_Description of the task_
Show every line of the data where the word "below" can be found.

_Extracted records_
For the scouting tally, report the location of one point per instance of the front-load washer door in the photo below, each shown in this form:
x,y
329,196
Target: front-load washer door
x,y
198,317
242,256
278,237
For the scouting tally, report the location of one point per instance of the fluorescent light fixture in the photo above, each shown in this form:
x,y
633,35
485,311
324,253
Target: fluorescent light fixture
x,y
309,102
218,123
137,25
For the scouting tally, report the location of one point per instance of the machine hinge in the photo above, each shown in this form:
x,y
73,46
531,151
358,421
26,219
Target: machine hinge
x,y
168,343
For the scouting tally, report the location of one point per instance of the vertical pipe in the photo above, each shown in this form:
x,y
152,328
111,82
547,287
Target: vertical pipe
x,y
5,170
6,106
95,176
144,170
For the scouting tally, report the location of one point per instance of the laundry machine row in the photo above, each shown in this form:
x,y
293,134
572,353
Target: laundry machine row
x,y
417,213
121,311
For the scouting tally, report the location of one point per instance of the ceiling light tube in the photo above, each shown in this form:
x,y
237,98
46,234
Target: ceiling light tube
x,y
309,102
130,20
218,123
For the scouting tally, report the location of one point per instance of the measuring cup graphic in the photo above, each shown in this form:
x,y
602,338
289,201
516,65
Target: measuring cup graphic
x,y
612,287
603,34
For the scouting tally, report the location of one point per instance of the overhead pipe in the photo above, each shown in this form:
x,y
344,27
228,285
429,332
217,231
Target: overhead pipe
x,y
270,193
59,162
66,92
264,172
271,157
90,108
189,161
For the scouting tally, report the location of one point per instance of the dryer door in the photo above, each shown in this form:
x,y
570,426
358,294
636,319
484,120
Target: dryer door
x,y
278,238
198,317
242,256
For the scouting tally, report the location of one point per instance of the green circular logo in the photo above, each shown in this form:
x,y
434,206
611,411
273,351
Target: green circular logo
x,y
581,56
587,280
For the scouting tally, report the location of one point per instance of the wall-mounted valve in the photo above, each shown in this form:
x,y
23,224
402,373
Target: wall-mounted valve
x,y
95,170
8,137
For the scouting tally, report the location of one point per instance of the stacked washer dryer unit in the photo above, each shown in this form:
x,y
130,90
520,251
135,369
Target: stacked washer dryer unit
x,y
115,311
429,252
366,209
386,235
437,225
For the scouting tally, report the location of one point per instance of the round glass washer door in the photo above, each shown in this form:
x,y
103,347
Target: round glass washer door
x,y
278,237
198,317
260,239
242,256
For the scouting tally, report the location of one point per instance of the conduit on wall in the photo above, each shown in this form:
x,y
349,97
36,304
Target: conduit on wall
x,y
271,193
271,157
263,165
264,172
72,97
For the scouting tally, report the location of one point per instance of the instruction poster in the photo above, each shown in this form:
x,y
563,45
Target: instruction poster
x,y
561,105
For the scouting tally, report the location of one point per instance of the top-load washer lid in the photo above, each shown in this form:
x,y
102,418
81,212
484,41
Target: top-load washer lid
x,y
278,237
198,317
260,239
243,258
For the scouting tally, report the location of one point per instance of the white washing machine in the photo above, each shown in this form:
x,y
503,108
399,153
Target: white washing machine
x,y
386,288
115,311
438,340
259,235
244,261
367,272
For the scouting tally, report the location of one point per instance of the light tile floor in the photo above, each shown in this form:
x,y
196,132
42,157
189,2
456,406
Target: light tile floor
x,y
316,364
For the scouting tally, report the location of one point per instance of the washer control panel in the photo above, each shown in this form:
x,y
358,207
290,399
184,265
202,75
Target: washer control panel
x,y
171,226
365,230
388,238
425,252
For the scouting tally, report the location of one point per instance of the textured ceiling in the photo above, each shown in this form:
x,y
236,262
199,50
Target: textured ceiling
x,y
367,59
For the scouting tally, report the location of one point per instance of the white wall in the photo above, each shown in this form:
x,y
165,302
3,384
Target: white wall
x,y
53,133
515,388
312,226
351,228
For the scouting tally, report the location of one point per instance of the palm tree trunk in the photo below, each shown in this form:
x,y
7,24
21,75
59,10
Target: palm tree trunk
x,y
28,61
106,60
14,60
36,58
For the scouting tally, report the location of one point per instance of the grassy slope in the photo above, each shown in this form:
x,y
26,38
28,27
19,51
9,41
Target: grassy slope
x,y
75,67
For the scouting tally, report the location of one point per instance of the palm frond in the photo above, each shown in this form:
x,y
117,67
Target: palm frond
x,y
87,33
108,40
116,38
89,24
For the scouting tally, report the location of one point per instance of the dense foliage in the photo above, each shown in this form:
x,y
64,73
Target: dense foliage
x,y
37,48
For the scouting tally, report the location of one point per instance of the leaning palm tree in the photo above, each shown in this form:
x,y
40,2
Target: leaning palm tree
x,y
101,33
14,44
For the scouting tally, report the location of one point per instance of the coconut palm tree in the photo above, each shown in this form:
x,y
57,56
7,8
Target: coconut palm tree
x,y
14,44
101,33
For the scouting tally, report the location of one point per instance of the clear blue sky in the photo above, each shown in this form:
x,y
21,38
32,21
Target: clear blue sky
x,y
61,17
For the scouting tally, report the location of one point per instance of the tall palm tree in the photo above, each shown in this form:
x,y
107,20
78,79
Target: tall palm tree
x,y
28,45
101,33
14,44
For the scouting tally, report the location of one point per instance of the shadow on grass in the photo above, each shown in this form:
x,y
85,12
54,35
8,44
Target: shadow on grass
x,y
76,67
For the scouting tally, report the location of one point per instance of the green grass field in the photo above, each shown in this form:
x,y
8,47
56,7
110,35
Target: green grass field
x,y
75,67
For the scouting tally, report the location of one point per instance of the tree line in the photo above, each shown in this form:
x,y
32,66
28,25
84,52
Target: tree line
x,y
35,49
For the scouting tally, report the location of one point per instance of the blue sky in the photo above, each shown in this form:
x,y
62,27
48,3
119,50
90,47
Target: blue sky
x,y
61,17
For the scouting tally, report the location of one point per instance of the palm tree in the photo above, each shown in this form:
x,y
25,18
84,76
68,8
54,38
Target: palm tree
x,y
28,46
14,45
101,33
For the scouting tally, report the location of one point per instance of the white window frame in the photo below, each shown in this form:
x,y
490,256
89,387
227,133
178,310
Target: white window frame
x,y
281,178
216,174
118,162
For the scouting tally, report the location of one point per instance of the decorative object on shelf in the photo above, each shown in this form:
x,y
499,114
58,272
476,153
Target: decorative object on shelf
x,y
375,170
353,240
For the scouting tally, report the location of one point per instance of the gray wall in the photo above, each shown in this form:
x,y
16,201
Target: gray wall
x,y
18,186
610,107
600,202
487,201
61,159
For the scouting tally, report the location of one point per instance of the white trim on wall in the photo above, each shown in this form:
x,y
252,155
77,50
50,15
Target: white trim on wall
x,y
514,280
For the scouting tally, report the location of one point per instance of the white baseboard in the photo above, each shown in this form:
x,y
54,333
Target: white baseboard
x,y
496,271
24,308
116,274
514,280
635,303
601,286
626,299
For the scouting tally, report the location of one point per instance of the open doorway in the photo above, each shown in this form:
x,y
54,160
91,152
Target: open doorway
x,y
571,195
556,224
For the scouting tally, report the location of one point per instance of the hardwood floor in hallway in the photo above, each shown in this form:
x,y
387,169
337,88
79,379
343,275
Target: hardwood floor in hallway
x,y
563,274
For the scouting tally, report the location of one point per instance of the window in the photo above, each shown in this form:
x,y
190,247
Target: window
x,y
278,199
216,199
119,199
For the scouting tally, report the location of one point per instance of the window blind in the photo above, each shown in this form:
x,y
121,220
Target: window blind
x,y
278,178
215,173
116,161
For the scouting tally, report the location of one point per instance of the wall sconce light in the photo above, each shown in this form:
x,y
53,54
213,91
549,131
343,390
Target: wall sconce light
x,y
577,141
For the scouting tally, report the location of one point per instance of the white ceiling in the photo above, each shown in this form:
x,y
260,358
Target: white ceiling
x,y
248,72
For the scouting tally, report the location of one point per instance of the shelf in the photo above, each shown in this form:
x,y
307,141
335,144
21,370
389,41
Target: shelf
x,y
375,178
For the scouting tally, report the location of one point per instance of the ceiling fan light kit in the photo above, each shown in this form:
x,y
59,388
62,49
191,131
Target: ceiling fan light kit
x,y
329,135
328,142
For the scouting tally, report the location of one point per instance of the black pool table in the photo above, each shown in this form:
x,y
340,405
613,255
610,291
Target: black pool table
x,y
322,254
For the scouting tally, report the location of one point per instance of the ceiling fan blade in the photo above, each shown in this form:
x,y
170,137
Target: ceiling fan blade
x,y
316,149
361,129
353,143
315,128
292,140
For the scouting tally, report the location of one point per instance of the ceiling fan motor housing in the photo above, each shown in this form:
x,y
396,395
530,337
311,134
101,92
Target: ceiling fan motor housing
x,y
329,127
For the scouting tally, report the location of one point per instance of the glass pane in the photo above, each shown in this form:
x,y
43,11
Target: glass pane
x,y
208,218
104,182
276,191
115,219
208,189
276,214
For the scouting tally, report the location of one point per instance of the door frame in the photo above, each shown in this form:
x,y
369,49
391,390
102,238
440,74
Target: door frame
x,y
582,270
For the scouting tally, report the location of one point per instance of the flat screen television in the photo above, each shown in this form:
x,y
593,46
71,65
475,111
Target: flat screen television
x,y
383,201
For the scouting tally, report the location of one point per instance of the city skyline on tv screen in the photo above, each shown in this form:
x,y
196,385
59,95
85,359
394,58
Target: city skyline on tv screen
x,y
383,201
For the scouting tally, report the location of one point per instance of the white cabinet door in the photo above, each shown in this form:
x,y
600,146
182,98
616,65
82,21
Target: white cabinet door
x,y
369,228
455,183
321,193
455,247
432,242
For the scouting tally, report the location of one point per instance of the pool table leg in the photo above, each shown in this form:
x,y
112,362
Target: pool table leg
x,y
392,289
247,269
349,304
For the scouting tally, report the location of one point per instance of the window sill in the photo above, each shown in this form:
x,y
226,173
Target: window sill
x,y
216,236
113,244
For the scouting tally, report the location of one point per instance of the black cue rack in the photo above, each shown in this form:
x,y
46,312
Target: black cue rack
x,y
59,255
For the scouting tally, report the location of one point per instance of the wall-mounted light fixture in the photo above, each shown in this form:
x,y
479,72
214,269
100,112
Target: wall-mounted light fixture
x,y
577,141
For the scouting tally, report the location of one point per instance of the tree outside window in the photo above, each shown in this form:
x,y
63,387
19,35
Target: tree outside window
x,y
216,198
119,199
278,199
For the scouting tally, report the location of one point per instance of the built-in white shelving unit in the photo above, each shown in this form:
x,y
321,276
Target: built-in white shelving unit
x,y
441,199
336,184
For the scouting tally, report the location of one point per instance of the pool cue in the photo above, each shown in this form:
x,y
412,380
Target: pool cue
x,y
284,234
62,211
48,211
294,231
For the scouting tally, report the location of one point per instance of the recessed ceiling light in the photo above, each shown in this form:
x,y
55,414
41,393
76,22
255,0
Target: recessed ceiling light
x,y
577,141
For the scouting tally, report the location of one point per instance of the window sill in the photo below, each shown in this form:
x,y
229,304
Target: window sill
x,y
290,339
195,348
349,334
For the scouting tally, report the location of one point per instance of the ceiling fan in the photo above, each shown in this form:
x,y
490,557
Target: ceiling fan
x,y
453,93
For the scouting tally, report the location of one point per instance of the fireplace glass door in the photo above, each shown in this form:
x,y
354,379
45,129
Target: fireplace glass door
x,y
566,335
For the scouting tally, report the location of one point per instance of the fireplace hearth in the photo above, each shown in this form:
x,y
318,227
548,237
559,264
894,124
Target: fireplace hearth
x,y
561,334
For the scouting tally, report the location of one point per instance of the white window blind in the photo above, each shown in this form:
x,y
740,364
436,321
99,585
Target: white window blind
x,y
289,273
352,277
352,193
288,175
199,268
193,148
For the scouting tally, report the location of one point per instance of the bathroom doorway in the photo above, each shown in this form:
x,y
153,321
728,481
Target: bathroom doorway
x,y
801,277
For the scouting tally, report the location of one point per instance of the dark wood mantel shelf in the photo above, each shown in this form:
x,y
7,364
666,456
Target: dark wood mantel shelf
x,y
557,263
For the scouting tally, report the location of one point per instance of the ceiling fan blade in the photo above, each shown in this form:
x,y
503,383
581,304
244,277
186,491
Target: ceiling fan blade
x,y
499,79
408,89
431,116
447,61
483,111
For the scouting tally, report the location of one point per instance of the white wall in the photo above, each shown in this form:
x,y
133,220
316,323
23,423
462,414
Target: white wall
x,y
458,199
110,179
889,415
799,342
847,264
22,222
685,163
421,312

_Solution_
For the scouting tally, report the location of one point per instance of the front-load washer door in the photo below, each shown in this form:
For the scouting tally, report the location of one point per instance of the palm tree trunk in the photo below, each shown in this form:
For the scouting tally, report the location of one point per instance of the white window frame in the photo below, each shown in this form:
For the scouting tally, report the location of one point per instance of the window sill in the photo below, each shown in this form:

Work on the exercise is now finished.